* [Source document]:
>>>>>

It hits me in waves.

One moment I’m relaxed and the next I’m gasping for air. I can never pinpoint the cause to one thought but to a cluster of mind-racing questions and comments. I’m buried deep inside my own head. I try to bring myself back up but the physical effects surface and my anxiety worsens.

Cluttered thoughts take the form of a blotchy chest and flushed red cheeks.
       Silence.
Sweaty palms.
       Back-and-forth.
Think. Think. Think.
Just stop thinking.

I pay too much attention to my inner voice and can’t bring myself back to the present.
I’m stuck. Overthinking and panic has been a consistency in my life, and after the start of my freshman year of college, my anxiety increased.

College is a foreign environment, an unrecognizable collection of faces and starting from scratch. I wanted something new but I found myself lost. Not only did my anxiety worsen from the unknown that the year had to bring, but my best friends that have never shown signs of anxiety found themselves in a similar place.

<<<<<

* [Records provided]:
>>>>>

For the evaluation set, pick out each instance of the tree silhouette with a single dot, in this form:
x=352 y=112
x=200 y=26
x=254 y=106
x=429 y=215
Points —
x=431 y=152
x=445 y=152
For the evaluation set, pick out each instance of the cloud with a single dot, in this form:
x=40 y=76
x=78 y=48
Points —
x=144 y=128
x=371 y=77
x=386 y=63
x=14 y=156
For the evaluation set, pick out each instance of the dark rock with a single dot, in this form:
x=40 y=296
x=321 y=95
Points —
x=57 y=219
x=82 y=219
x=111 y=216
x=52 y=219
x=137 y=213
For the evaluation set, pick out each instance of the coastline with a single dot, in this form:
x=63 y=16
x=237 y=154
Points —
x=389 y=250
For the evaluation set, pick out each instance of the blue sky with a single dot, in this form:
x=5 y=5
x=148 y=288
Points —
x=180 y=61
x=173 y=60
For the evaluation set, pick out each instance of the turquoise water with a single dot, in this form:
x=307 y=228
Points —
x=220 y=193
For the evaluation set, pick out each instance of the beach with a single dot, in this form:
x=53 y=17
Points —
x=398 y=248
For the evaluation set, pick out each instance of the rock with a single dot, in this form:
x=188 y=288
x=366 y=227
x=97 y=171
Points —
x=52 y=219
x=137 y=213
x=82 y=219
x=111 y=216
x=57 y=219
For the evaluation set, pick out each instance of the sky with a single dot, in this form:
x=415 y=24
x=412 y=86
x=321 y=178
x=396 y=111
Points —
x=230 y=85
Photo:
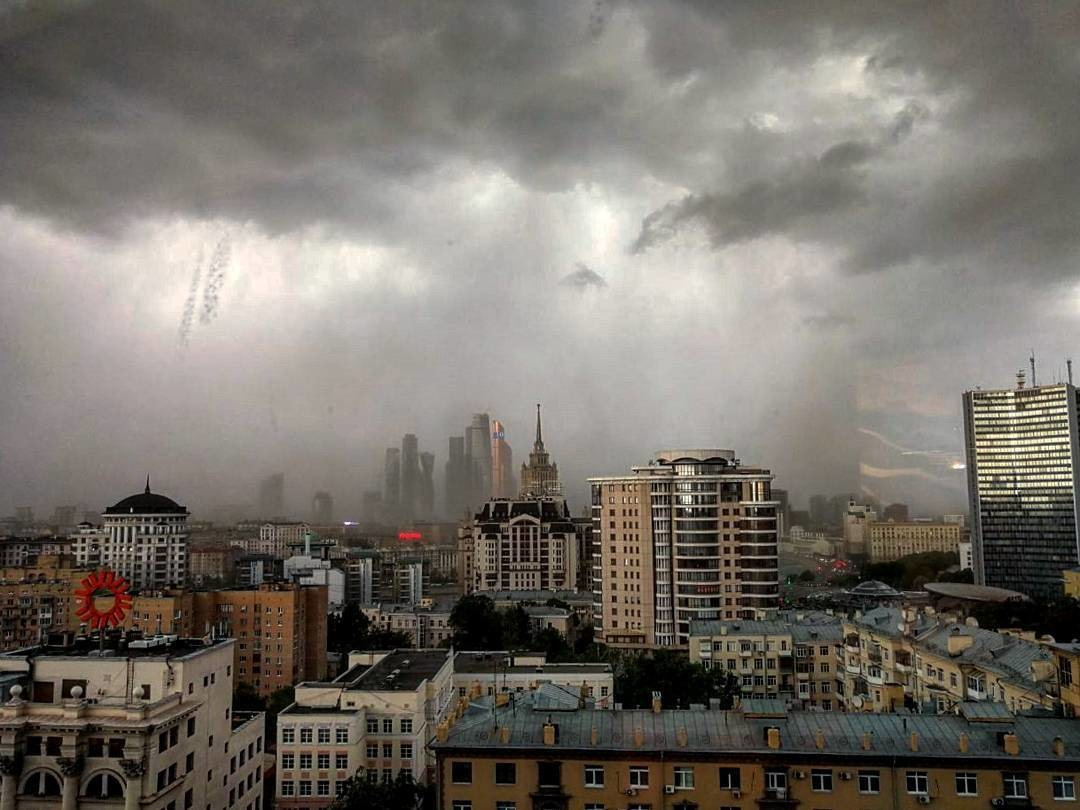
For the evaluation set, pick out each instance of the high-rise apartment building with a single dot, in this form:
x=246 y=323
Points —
x=392 y=484
x=524 y=544
x=144 y=724
x=692 y=536
x=502 y=463
x=457 y=476
x=1022 y=447
x=145 y=540
x=271 y=497
x=322 y=508
x=540 y=475
x=478 y=458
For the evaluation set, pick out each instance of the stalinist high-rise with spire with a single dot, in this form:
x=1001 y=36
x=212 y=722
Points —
x=540 y=475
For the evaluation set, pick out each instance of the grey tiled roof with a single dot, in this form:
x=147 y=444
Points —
x=714 y=731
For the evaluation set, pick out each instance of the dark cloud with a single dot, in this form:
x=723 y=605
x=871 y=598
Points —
x=583 y=278
x=399 y=179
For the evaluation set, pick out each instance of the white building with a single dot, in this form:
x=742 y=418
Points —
x=378 y=716
x=145 y=540
x=148 y=726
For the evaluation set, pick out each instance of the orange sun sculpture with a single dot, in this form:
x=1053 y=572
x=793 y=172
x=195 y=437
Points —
x=94 y=584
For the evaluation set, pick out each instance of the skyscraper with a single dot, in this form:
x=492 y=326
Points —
x=427 y=495
x=392 y=484
x=271 y=496
x=690 y=536
x=322 y=508
x=1022 y=447
x=540 y=475
x=409 y=476
x=456 y=478
x=502 y=463
x=478 y=456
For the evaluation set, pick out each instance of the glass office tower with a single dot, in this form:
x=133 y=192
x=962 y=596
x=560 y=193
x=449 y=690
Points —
x=1022 y=459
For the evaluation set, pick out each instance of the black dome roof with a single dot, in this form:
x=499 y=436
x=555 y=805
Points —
x=146 y=503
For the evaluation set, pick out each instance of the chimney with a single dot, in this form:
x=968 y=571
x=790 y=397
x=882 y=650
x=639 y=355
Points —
x=772 y=738
x=550 y=732
x=1011 y=743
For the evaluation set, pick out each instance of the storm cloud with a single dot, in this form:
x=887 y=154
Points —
x=805 y=223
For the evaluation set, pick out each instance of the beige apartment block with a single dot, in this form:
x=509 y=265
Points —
x=690 y=537
x=792 y=657
x=890 y=541
x=147 y=726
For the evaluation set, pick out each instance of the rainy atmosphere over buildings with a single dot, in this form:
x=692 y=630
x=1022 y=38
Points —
x=569 y=405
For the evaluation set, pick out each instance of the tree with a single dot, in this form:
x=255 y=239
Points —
x=476 y=624
x=359 y=793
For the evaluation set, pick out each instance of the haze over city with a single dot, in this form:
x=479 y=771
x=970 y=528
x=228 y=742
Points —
x=244 y=239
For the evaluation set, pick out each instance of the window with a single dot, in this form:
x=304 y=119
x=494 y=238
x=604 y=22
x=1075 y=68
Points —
x=821 y=781
x=550 y=774
x=967 y=783
x=775 y=780
x=1015 y=784
x=869 y=782
x=1065 y=788
x=729 y=779
x=918 y=783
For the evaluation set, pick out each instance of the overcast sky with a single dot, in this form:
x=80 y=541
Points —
x=241 y=238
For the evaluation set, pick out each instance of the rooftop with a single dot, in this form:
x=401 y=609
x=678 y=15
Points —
x=400 y=671
x=711 y=731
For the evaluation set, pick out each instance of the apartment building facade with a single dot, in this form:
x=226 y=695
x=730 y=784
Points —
x=889 y=541
x=147 y=727
x=792 y=657
x=758 y=756
x=692 y=536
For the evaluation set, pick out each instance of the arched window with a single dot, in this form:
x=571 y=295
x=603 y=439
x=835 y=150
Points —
x=41 y=783
x=104 y=785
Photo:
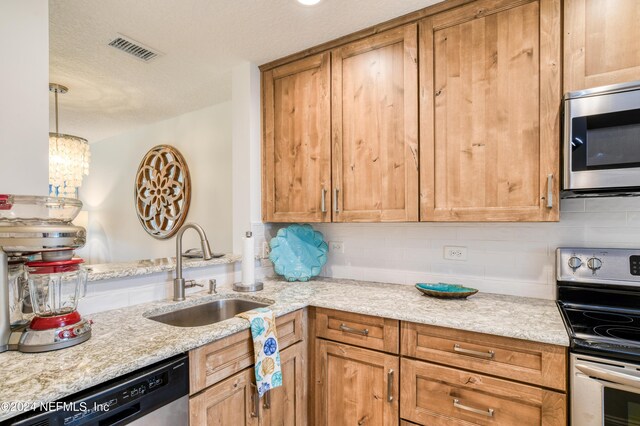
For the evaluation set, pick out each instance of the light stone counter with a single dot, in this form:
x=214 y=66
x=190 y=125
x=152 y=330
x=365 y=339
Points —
x=108 y=271
x=123 y=340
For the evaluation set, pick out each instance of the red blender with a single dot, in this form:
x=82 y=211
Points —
x=55 y=288
x=41 y=227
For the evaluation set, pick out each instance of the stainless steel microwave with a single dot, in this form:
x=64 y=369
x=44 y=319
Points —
x=601 y=143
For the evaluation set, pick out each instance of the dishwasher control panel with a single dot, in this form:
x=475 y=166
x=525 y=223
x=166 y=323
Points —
x=118 y=401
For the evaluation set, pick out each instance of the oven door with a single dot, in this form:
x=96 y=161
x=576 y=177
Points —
x=604 y=392
x=602 y=142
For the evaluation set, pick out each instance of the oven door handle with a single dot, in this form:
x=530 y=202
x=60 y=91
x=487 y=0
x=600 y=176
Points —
x=611 y=375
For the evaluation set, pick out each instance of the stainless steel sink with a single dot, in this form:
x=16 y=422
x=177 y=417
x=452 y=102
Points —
x=207 y=313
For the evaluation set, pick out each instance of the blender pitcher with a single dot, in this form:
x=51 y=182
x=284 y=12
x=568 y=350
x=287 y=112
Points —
x=56 y=287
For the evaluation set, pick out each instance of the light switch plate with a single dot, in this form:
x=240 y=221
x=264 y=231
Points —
x=455 y=253
x=336 y=246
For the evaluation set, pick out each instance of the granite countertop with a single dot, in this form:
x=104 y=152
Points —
x=124 y=340
x=108 y=271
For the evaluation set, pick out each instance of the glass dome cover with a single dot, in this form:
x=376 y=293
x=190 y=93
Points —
x=33 y=210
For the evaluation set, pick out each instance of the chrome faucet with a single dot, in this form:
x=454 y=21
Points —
x=178 y=282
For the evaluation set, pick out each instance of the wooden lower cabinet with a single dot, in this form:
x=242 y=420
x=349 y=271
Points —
x=355 y=386
x=230 y=402
x=437 y=395
x=235 y=401
x=287 y=405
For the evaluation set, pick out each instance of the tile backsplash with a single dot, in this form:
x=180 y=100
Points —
x=509 y=258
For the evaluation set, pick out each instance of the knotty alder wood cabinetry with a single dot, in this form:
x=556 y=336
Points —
x=355 y=386
x=438 y=395
x=446 y=376
x=489 y=87
x=296 y=168
x=222 y=381
x=235 y=401
x=375 y=128
x=601 y=44
x=489 y=115
x=478 y=381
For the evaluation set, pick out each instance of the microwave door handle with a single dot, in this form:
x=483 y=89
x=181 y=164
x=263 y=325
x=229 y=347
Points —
x=610 y=375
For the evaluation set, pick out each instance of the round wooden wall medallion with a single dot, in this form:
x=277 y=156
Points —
x=162 y=191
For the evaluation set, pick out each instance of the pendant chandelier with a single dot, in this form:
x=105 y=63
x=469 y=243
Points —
x=69 y=157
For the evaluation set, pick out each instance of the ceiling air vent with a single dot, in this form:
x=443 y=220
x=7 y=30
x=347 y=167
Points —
x=134 y=48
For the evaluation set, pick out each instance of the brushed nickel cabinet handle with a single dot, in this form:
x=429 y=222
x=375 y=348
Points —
x=323 y=204
x=344 y=327
x=488 y=412
x=267 y=400
x=488 y=354
x=255 y=401
x=550 y=191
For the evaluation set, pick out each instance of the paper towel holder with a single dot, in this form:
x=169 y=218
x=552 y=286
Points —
x=247 y=288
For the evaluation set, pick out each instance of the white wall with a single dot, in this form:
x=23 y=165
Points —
x=114 y=232
x=24 y=102
x=246 y=151
x=510 y=258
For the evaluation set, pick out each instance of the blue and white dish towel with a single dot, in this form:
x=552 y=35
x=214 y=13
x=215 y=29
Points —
x=265 y=348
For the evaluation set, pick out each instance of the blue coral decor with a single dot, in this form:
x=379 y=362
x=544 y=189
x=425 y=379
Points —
x=298 y=252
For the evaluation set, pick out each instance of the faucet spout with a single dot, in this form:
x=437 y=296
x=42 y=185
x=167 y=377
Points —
x=178 y=282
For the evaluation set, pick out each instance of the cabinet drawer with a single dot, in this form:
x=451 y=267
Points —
x=359 y=330
x=218 y=360
x=438 y=395
x=536 y=363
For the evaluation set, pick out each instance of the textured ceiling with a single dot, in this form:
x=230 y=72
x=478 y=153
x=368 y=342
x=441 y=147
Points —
x=201 y=41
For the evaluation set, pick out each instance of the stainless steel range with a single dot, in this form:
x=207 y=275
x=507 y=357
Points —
x=598 y=293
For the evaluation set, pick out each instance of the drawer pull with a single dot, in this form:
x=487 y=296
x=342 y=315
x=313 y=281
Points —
x=488 y=412
x=488 y=354
x=267 y=400
x=323 y=204
x=344 y=327
x=255 y=401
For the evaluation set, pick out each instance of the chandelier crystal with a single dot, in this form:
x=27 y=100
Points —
x=69 y=157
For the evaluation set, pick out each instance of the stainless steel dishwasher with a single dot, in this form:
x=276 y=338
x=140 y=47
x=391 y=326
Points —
x=152 y=396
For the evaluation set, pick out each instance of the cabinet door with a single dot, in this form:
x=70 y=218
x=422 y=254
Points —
x=490 y=106
x=296 y=180
x=601 y=43
x=286 y=405
x=375 y=128
x=355 y=386
x=233 y=401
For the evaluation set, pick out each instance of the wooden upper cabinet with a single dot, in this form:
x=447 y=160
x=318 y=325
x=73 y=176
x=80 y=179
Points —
x=296 y=174
x=601 y=43
x=490 y=105
x=375 y=128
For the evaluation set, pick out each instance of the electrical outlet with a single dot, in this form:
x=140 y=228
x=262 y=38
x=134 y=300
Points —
x=455 y=253
x=336 y=246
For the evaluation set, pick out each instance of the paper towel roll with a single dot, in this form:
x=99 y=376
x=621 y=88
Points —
x=248 y=260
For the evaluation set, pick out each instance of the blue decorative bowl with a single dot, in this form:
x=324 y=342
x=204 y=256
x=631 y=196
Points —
x=298 y=252
x=446 y=291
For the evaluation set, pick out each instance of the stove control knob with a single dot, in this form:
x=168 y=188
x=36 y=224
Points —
x=594 y=264
x=574 y=263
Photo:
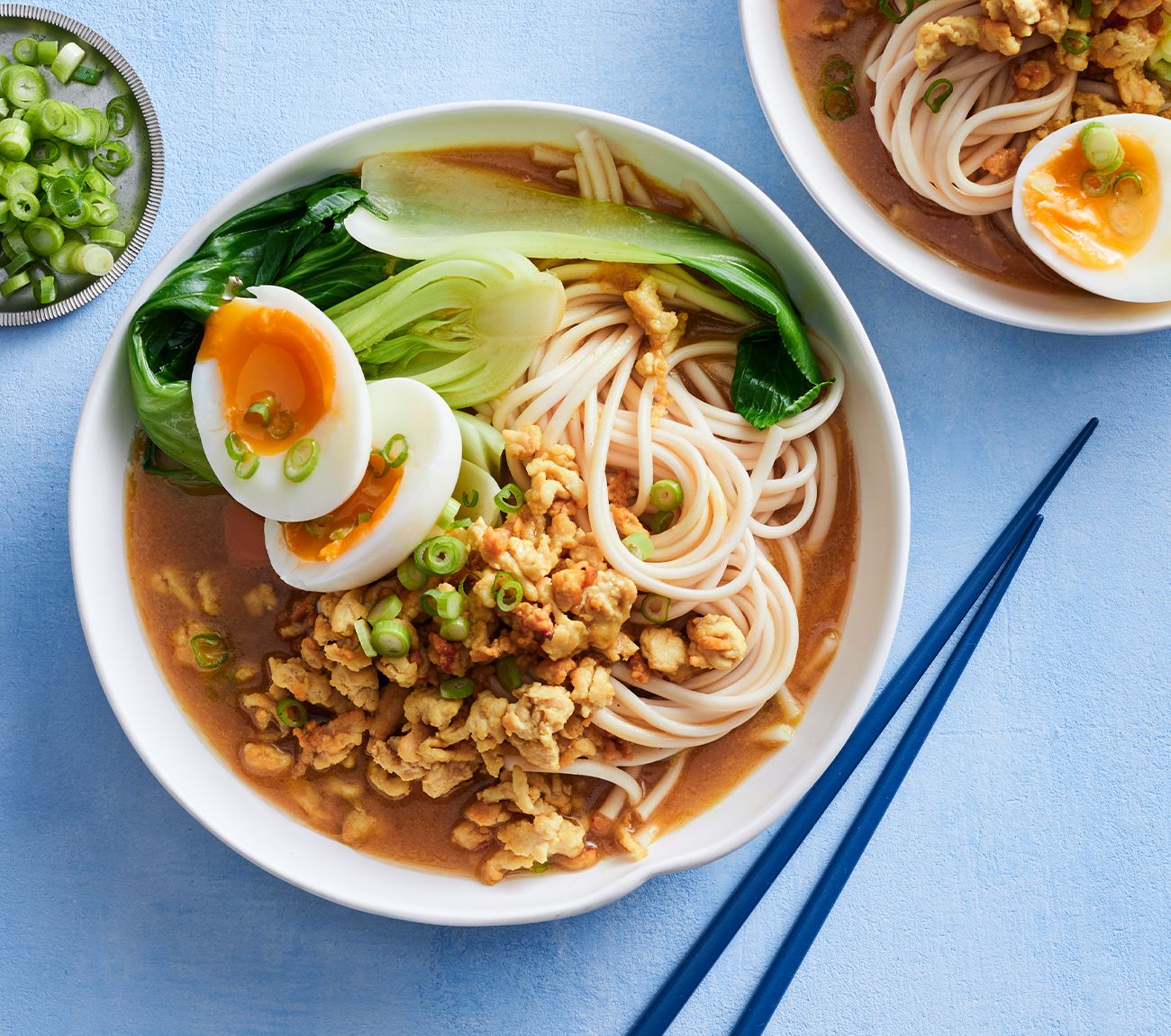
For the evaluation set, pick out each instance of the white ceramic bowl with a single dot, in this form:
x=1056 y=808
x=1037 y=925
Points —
x=785 y=108
x=194 y=773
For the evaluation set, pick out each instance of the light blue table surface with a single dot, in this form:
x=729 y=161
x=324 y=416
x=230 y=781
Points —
x=1019 y=883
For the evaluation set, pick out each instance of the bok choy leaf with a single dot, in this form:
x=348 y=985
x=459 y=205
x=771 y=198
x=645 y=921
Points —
x=429 y=207
x=467 y=325
x=295 y=241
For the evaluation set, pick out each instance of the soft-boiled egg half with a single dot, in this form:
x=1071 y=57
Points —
x=411 y=459
x=1093 y=200
x=281 y=405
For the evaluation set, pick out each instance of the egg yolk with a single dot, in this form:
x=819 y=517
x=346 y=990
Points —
x=1097 y=220
x=277 y=370
x=328 y=538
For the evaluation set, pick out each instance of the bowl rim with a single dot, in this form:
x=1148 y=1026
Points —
x=633 y=875
x=18 y=319
x=856 y=215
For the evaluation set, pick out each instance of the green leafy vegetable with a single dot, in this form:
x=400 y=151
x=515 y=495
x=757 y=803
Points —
x=433 y=207
x=296 y=241
x=467 y=324
x=483 y=444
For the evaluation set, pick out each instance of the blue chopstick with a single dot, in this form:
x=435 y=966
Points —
x=685 y=978
x=784 y=966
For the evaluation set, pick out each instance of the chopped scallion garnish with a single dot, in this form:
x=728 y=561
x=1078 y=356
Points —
x=510 y=499
x=301 y=460
x=292 y=712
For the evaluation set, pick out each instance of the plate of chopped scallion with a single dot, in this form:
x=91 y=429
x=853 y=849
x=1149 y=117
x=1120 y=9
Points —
x=81 y=164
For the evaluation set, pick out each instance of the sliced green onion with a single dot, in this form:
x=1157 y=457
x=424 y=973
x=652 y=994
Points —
x=63 y=195
x=18 y=262
x=246 y=466
x=410 y=575
x=121 y=114
x=11 y=286
x=19 y=177
x=640 y=544
x=443 y=604
x=507 y=591
x=67 y=61
x=1094 y=184
x=660 y=521
x=510 y=499
x=15 y=140
x=23 y=206
x=23 y=86
x=95 y=260
x=102 y=211
x=840 y=104
x=440 y=555
x=301 y=460
x=23 y=51
x=362 y=632
x=389 y=608
x=113 y=159
x=456 y=629
x=448 y=515
x=391 y=638
x=667 y=495
x=508 y=672
x=836 y=71
x=210 y=650
x=88 y=75
x=1101 y=147
x=280 y=425
x=457 y=687
x=396 y=450
x=77 y=218
x=656 y=609
x=62 y=260
x=937 y=94
x=260 y=413
x=292 y=712
x=1121 y=182
x=235 y=446
x=43 y=235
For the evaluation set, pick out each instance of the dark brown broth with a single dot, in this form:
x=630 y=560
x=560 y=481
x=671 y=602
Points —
x=975 y=242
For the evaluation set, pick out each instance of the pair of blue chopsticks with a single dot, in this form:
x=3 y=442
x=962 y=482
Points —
x=1005 y=555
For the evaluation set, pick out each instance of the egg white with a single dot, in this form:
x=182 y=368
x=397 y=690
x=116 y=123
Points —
x=342 y=434
x=1142 y=277
x=429 y=476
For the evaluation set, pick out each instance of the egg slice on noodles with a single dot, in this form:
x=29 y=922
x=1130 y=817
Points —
x=411 y=461
x=1094 y=202
x=281 y=405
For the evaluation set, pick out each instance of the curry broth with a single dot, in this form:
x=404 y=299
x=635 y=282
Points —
x=976 y=242
x=171 y=529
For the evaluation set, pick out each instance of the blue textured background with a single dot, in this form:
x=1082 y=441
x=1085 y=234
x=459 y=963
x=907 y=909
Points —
x=1019 y=883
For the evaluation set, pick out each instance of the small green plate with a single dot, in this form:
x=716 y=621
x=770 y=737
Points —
x=140 y=188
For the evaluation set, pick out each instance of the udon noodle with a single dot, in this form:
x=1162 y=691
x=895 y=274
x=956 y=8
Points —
x=748 y=492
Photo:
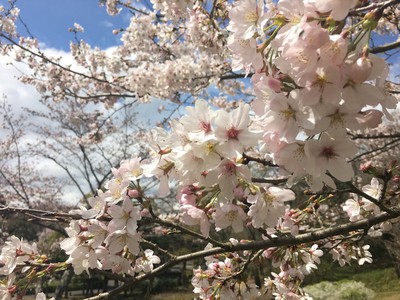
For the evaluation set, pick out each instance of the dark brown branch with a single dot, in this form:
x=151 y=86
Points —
x=309 y=237
x=385 y=48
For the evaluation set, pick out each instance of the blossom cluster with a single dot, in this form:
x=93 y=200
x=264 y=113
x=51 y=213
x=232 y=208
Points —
x=19 y=264
x=107 y=236
x=310 y=82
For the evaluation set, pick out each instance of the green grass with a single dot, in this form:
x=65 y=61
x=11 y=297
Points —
x=381 y=280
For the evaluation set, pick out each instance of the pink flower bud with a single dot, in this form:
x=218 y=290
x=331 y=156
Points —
x=370 y=118
x=133 y=193
x=360 y=70
x=145 y=213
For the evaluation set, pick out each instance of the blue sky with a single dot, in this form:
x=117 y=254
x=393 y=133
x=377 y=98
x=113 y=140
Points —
x=49 y=20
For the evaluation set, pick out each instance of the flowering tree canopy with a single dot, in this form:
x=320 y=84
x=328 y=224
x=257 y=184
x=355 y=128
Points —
x=230 y=156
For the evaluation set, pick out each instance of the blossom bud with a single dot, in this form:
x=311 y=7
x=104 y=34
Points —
x=371 y=19
x=133 y=193
x=367 y=167
x=396 y=179
x=360 y=70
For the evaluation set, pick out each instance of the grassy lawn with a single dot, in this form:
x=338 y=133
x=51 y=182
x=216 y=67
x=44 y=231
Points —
x=175 y=296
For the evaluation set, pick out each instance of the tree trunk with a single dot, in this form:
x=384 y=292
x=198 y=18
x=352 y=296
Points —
x=65 y=280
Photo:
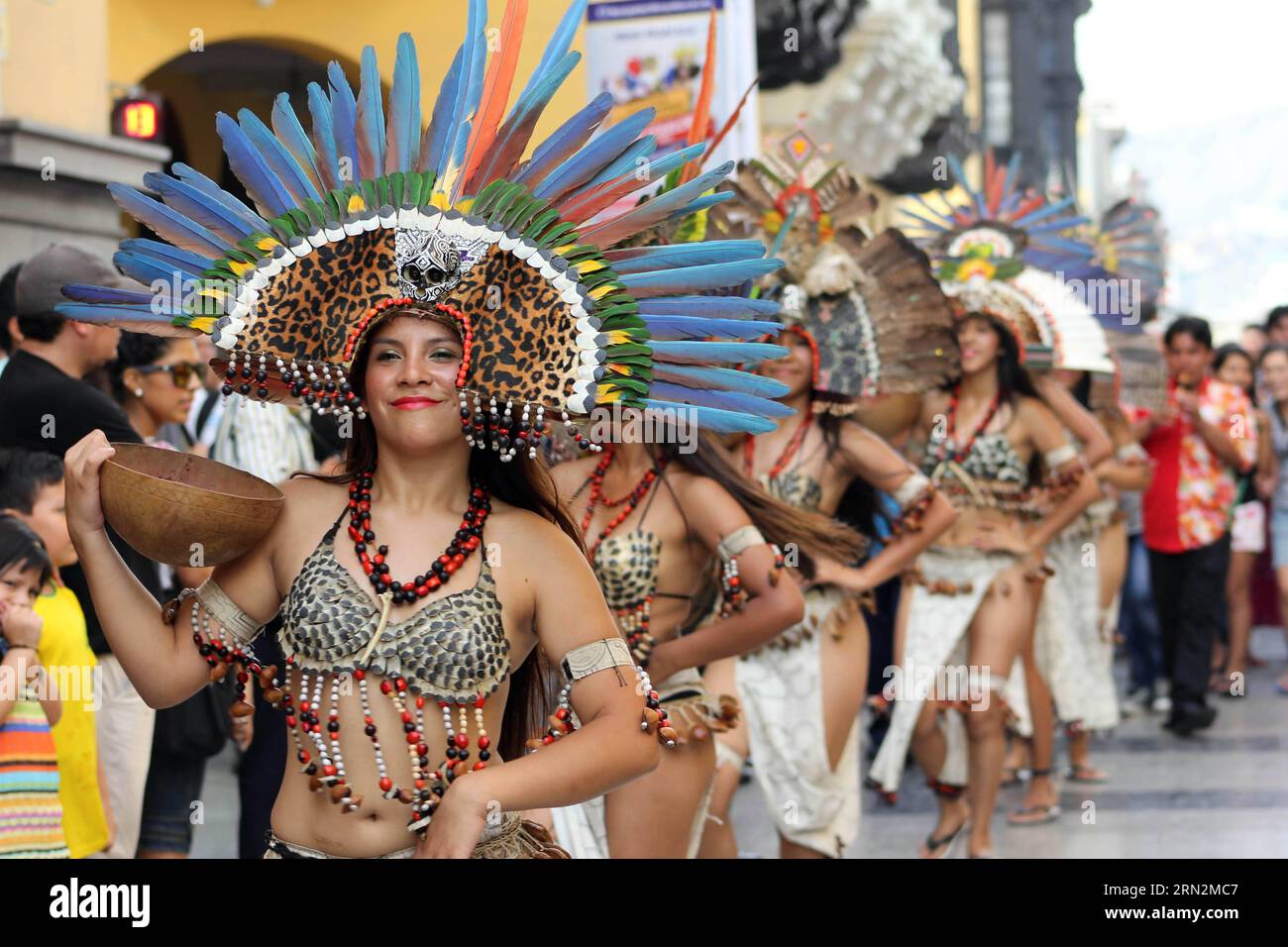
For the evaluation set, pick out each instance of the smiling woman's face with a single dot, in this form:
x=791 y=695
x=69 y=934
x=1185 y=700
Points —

<<<<<

* [Study questions]:
- A) In the essay on anxiety, when does the writer say their anxiety increased?
- B) Write the next part of the essay on anxiety, picking up after its final sentence.

* [Answers to each task]:
- A) After the start of their freshman year of college.

- B)
My best friend Victoria is a sophomore and had four panic attacks in her first semester of college. This summer, I saw her falling into a panic attack because of stomach pains. She describes her pain like her chest is concaving into her lungs, her breathing ascends into gasps as the pain takes her full attention. At its worst, her muscles cease to do their job and she struggles to walk 20 feet down the hall to get help. Medication prescribed “Take as needed” steadies her nerves back to equilibrium.

My roommate, Bry, recently bought natural pills to subside her feelings of panic. Uneasiness washes over her, her breath quickens and she cannot sit still. Lectures full of students, hours of coursework, finals; the pressure sends her brain into overdrive.


“I’m constantly under stress at school. It’s different because in high school you know your classmates, there’s more familiar faces and here, you see different people every time you turn around.”

New situations and public speaking are my two main anxiety triggers. While freshman year was full of excitement and really great adventures, I had to constantly remind myself that every second I spent worried was just a moment in time that would eventually pass. If I didn’t, I let my attacks win.

Don’t let getting the answer wrong ruin your day.
Stay out of your head and stay engaged in conversation.
Eating alone isn’t embarrassing.

Okay? Okay.

I didn’t want anxiety to run my life, but it did. When it started to affect the way I interacted with people and how I handled my studies, I changed different parts of my day. I forced myself outside of my comfort zone. I made friends with people I usually wouldn’t, and I went to events around campus. I love making others laugh so I made situations lighter, and it distracted everything else. I started practicing mindfulness, the state of being conscious of your thoughts, and it helped make me aware of the present moment so I could better ignore the negativity.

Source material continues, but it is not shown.